▸ **DATASET**
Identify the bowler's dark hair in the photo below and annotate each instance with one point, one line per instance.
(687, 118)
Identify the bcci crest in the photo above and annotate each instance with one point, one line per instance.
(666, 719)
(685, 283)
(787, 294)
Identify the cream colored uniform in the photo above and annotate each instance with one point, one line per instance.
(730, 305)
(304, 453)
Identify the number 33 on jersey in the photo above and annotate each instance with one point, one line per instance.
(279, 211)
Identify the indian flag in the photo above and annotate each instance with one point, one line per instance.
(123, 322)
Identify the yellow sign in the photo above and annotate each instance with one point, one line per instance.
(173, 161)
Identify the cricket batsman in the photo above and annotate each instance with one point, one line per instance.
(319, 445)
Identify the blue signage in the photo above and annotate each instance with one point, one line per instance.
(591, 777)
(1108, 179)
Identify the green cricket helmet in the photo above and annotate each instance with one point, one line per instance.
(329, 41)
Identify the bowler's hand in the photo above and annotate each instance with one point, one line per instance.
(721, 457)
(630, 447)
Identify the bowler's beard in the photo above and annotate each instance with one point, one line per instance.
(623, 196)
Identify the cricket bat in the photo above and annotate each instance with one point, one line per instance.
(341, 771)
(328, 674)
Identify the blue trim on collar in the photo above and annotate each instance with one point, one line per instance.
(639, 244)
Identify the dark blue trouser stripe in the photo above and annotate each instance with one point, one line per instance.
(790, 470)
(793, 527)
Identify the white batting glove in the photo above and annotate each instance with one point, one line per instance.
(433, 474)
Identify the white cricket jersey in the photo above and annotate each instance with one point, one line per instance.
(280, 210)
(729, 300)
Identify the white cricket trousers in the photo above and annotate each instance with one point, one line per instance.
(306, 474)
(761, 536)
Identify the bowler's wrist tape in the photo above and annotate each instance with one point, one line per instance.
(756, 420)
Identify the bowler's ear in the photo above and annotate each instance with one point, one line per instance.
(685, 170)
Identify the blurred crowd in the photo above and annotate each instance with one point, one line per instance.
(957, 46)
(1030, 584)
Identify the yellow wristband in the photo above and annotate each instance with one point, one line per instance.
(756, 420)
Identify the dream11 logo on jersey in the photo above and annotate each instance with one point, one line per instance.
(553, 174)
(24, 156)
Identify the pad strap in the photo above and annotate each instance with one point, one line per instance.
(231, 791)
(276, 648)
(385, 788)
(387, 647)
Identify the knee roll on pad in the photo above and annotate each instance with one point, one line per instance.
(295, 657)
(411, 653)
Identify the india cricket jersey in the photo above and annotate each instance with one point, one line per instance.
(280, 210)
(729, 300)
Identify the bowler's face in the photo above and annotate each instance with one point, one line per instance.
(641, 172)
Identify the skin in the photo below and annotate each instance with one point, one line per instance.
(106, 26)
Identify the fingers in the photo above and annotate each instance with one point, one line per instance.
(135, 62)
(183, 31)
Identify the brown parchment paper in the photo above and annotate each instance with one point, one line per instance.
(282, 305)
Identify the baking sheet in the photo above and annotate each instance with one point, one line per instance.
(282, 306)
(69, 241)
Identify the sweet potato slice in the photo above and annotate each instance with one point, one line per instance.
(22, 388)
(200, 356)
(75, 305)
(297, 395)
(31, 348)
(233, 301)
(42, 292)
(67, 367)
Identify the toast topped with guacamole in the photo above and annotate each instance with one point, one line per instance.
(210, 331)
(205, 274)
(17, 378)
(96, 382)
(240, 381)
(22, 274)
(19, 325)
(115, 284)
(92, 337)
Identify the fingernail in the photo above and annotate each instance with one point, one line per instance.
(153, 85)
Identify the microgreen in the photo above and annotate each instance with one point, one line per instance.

▸ **TO BE DONE**
Reproduce all the data word for word.

▸ **ANSWER TO THE PROBLEM**
Identify the bowler's dark hair in the photo below and annotate each instance with one point, one line per instance.
(687, 118)
Identify the bcci crest in the photo above and annotate each instance with one point, one line per instance.
(666, 719)
(685, 283)
(787, 294)
Identify the cream colored uniform in the photo above and annotate each instance with one point, one line per instance.
(730, 305)
(304, 453)
Identify the number 33 on jersey in the photo above and annotate each instance with one point, one line per instance.
(279, 211)
Identify the indian flag in the photo above and annotate each instance with one point, one line per instance.
(123, 322)
Identify the yellow sign in the photo above and annotate each instance with one point, one line per instance.
(173, 161)
Identify the cricket batsman in the photo above and annotate each instance with one point, one line per instance.
(319, 445)
Identify the blue signage in the photo above and annotate each instance with one point, one line per instance.
(591, 777)
(1108, 179)
Identify the green cricket helmet in the photo above and annotate each instance with one point, one line per instance.
(329, 41)
Identify the bowler's hand in the photo above and annotate each instance with one point, one line per instance.
(721, 457)
(630, 447)
Identify the bowler's beard in the photo above and annotate each instance with one point, one line per instance.
(623, 196)
Identify the cricket bat in the photo above and annotate each instance with one point, one line per instance.
(341, 771)
(328, 674)
Identify the blue trim on collar in the photo above and annotate each instance with one point, one line per instance.
(639, 244)
Identify the dark blue trouser stripe in the photo above and annotate each instance with one point, one line per instance.
(790, 470)
(793, 527)
Identify the white batting glove in the photo above and annotate each instance with one point, one line per instance.
(433, 474)
Identify the white cricket jersey in the photo above and annotate each instance with one point, one line per instance.
(280, 210)
(729, 300)
Identify the white cricket trousers in the photo above and annotate each instance with one point, one line per instance.
(306, 474)
(761, 536)
Identify the bowler's wrist tape in the photo above and annotate each instance with one point, one line per instance.
(756, 420)
Identify the bowler's ear in the photo above and annotate each instance with one point, one line per instance.
(685, 170)
Identify the blurred crowd in the photo above and annotate each instance with one point, one line per instance.
(957, 46)
(1030, 584)
Identify the yellow wristband in the photo above and annotate each instance with one point, one line per instance.
(756, 420)
Identify the dream11 logo on jersey in the photo above and annotate each instance with one point, one line per instance.
(553, 174)
(24, 156)
Identify the pad strap in the photo above and annotate each instance with one point, one line per instance.
(231, 791)
(276, 648)
(385, 788)
(387, 647)
Identify the knee roll on pad in the photo above and annotate each instance with one point, one line per instance.
(295, 657)
(411, 653)
Identify the india cricket jersey in the photo above and annotate each instance with one point, one line per instance.
(280, 210)
(729, 300)
Identify the bowler's face in the photo above and annotate each instance with one point, one line per instance.
(641, 172)
Identify the skin in the photo below and annotate each instance with one point, one line per instance.
(106, 26)
Identify the fingers in the photo above and annotate each instance with one point, one line per instance.
(135, 62)
(183, 31)
Identify the brown parchment paper in the photo above and annotate each instance with one point, one line per instance.
(282, 305)
Identify the baking sheet in the photo above and annotate each instance with one point, one line per instance.
(282, 306)
(69, 241)
Identify the sweet potato slice in the photo above and annotate each instance with one point, one line per instance.
(22, 388)
(200, 356)
(75, 305)
(297, 395)
(31, 348)
(233, 301)
(42, 292)
(67, 367)
Identify the toast topped with guacamole in the photo above and annotate each instance with one point, one line per instance.
(210, 331)
(205, 274)
(17, 378)
(96, 382)
(240, 381)
(22, 274)
(19, 325)
(115, 284)
(92, 337)
Identify the fingernail in the photo above and annotate each instance with one point, one line per instance.
(153, 85)
Identify the microgreen in the photo above and annotate each instance with one point, one line per instance.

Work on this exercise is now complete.